◆ **Given request**
Everything from the line with "Would you mind marking the thumb" through the last line of the records below should be copied exactly, both ends included.

----------------------------------------

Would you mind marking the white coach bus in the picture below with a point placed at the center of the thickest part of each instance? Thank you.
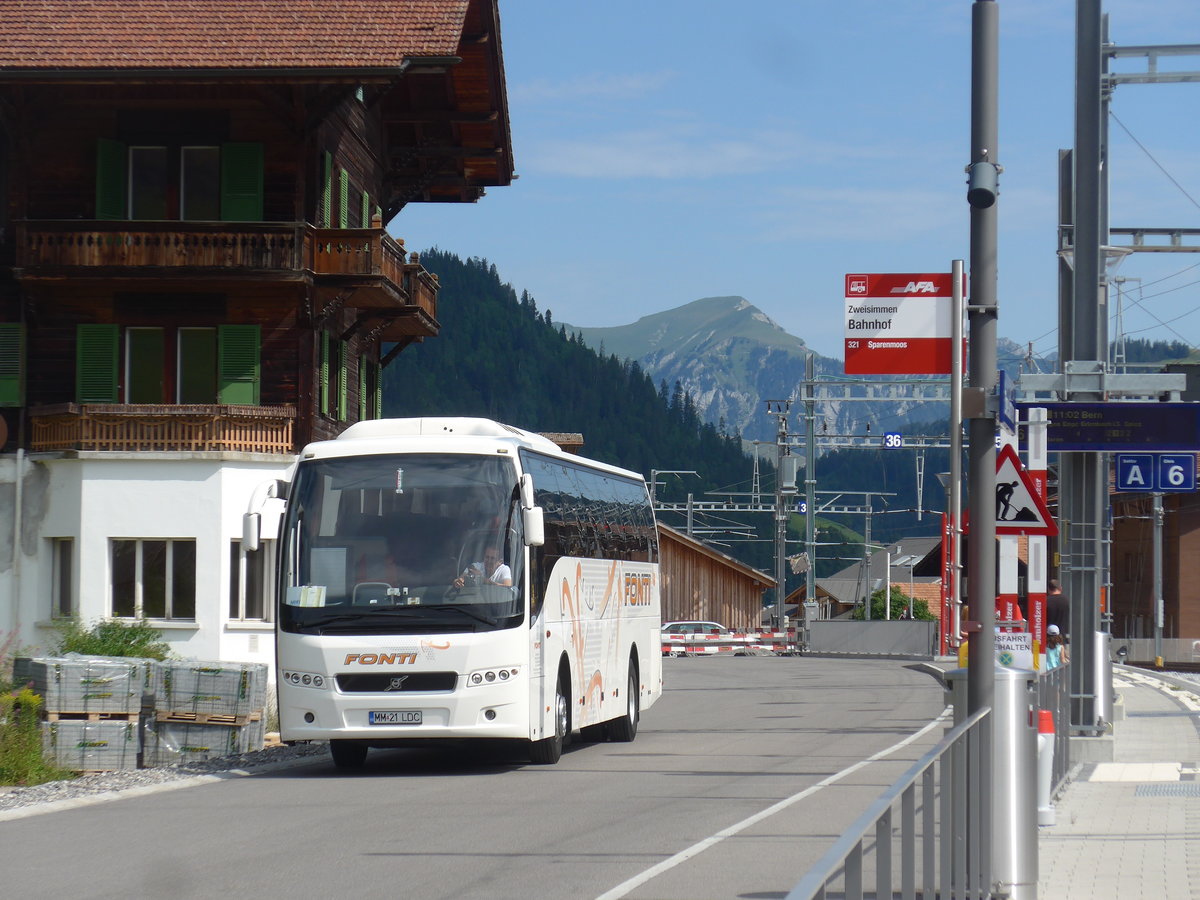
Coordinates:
(463, 579)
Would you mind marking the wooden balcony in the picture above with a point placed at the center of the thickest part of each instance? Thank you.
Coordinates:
(138, 427)
(360, 268)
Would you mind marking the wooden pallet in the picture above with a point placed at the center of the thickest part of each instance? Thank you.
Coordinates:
(207, 718)
(60, 717)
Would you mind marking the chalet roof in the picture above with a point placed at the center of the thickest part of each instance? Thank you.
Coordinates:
(225, 34)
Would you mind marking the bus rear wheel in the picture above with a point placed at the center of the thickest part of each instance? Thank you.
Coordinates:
(625, 727)
(348, 754)
(549, 751)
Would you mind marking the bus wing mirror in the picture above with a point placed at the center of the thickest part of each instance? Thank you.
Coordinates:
(250, 532)
(527, 491)
(534, 527)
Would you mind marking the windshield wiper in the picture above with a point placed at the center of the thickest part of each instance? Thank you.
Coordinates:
(371, 616)
(468, 611)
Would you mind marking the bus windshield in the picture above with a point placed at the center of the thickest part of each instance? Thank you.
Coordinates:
(402, 544)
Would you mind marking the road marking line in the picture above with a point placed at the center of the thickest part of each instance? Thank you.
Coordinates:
(625, 887)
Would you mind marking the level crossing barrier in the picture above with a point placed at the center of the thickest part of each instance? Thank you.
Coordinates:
(735, 643)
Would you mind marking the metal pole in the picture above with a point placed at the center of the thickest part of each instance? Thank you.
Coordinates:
(983, 189)
(1158, 580)
(954, 490)
(810, 477)
(1083, 484)
(982, 317)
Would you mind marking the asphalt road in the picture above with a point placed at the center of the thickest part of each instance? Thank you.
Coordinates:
(741, 777)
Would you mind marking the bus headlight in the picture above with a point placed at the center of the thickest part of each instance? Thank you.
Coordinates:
(490, 676)
(306, 679)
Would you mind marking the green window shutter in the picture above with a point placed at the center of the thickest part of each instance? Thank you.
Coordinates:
(343, 198)
(112, 179)
(241, 183)
(97, 353)
(323, 408)
(12, 365)
(377, 393)
(327, 187)
(342, 375)
(363, 388)
(145, 359)
(239, 364)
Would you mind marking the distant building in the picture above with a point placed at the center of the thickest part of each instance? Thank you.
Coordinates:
(196, 279)
(700, 582)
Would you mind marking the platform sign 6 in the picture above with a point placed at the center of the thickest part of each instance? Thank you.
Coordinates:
(1163, 473)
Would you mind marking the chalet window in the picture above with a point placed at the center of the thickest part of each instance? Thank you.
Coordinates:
(96, 358)
(199, 184)
(63, 581)
(343, 198)
(196, 370)
(144, 363)
(12, 364)
(327, 190)
(239, 364)
(247, 595)
(370, 396)
(148, 183)
(195, 183)
(220, 365)
(334, 377)
(153, 579)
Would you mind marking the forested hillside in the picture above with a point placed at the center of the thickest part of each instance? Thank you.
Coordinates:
(499, 357)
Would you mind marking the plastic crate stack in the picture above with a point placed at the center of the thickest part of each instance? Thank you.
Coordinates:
(91, 708)
(204, 711)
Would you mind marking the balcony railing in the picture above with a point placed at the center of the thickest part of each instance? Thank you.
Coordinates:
(45, 247)
(162, 245)
(137, 426)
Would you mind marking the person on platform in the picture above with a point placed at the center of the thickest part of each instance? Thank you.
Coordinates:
(1057, 607)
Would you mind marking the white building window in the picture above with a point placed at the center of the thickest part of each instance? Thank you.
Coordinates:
(63, 577)
(154, 579)
(249, 586)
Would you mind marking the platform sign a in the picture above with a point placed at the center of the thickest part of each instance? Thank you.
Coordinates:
(1156, 473)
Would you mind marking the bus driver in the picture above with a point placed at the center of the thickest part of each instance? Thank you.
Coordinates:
(501, 574)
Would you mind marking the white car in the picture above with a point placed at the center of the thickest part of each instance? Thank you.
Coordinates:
(685, 629)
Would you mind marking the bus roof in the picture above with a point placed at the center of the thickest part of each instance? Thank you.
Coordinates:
(465, 433)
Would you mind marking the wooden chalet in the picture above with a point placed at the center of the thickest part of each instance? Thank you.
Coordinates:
(193, 199)
(197, 276)
(700, 582)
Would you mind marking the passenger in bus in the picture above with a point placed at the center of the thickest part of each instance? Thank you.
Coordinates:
(478, 573)
(381, 565)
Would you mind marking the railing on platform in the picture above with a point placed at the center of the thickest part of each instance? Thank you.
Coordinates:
(156, 427)
(943, 840)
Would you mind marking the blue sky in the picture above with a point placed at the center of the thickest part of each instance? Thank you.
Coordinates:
(671, 150)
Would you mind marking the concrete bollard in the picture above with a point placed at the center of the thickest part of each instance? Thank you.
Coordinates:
(1045, 766)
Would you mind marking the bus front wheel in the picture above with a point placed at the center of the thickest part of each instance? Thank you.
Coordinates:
(547, 751)
(348, 754)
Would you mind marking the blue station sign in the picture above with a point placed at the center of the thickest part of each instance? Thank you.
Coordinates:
(1115, 427)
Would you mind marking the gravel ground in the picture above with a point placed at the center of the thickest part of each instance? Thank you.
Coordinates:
(13, 798)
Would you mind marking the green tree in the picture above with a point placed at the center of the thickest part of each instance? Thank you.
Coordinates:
(900, 604)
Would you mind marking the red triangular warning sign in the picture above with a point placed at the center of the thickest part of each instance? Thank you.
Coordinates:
(1019, 508)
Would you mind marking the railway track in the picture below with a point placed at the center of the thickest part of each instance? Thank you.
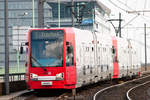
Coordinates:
(119, 91)
(135, 92)
(106, 88)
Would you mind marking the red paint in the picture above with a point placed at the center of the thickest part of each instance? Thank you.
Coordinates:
(69, 72)
(115, 64)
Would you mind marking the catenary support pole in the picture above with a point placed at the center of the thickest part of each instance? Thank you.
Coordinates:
(33, 13)
(145, 47)
(72, 13)
(6, 49)
(40, 13)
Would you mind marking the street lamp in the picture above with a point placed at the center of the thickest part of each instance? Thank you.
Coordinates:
(18, 55)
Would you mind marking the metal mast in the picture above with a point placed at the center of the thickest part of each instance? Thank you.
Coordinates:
(6, 49)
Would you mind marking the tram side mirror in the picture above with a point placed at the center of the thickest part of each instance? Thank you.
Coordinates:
(21, 50)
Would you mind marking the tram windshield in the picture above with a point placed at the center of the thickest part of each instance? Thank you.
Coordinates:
(47, 48)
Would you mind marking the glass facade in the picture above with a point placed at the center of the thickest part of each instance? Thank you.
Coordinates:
(83, 14)
(16, 9)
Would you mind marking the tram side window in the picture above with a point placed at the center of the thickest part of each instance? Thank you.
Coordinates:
(69, 54)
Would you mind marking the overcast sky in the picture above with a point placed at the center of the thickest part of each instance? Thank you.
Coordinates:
(133, 22)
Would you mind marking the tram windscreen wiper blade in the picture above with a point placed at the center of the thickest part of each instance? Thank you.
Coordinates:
(39, 63)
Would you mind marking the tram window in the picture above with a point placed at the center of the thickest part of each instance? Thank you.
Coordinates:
(69, 55)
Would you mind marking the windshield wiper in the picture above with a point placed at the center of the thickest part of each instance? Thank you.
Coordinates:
(39, 64)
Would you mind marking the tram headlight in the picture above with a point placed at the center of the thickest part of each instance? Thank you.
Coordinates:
(60, 76)
(33, 76)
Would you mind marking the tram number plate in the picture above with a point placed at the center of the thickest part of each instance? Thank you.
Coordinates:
(46, 83)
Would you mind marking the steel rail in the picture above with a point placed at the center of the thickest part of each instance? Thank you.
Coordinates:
(128, 92)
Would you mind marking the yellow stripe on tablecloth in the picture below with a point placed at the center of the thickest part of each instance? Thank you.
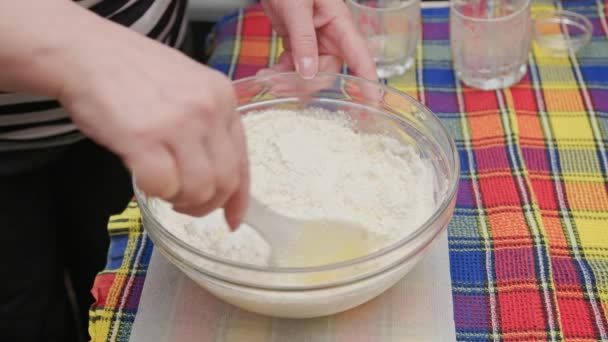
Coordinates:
(103, 317)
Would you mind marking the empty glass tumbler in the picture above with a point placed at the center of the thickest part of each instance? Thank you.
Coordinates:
(490, 41)
(391, 29)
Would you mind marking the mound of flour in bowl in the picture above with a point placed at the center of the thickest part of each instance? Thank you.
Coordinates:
(313, 164)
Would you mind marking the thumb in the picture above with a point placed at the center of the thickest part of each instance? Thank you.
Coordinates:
(303, 40)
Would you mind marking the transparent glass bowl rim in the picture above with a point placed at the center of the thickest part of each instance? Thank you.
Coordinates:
(525, 5)
(404, 4)
(441, 208)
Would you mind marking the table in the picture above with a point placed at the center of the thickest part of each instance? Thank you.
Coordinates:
(528, 244)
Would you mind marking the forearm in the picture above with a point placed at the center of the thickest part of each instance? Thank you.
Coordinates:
(38, 42)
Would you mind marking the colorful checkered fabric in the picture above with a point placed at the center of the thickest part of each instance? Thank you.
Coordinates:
(529, 237)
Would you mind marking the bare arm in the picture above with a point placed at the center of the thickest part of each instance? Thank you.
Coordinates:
(172, 120)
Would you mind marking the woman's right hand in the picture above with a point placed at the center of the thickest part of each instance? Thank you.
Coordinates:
(172, 120)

----------------------------------------

◆ **Exercise solution**
Would you mind marking the thumb in the picture above with a point placed at the center of the thickest part of each instance? Thank you.
Coordinates:
(303, 40)
Would you mind marking the transparent glass bowl rim in the picture above with a point placed at the center of the thickest part of each instance? Thank you.
Coordinates:
(525, 5)
(404, 4)
(441, 208)
Would you mind marking the table in the picture above with a point placed at the center of the thickest part of each instance? Thank you.
Coordinates:
(528, 244)
Would you mind marking the forearm in the picture above with a point placed at the center of the thickest part of each instance? Thank you.
Coordinates:
(38, 42)
Would you mind marking the colorful checkered fabric in the picture above with a point placed at the center of the thickest part of each instance? Thank you.
Coordinates:
(529, 237)
Would you mind marking the bare arm in the picture above with a point placed at the center of the thickest part of each instance? Thank you.
Coordinates:
(172, 120)
Would you mind marking the woman's right hand in the picture above with a point placed at the center of the thickest part of each instance? Thank you.
Coordinates:
(172, 120)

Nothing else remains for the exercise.